Go through the entries below and tally the lines containing the string "Find"; report only the tally.

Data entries
*** Block opens ***

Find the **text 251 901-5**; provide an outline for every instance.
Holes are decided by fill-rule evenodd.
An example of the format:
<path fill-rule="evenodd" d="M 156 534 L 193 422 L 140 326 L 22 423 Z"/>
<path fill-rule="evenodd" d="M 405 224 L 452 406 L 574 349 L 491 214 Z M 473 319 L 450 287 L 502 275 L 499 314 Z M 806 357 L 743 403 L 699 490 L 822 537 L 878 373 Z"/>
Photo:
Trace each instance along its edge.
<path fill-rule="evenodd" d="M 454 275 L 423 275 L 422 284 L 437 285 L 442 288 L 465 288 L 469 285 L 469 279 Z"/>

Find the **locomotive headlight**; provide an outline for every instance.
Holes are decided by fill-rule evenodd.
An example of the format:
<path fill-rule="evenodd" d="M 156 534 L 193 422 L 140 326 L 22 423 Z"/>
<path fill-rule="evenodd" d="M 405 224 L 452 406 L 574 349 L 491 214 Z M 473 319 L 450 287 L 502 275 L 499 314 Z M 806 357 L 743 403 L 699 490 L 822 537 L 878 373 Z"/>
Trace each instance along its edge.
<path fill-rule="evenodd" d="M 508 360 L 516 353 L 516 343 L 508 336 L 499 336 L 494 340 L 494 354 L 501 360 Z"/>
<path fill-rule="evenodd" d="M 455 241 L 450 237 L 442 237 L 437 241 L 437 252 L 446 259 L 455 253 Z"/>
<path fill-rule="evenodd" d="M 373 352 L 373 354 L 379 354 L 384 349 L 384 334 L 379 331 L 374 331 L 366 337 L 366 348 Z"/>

*** Block closes ***

§ **Answer for this exercise**
2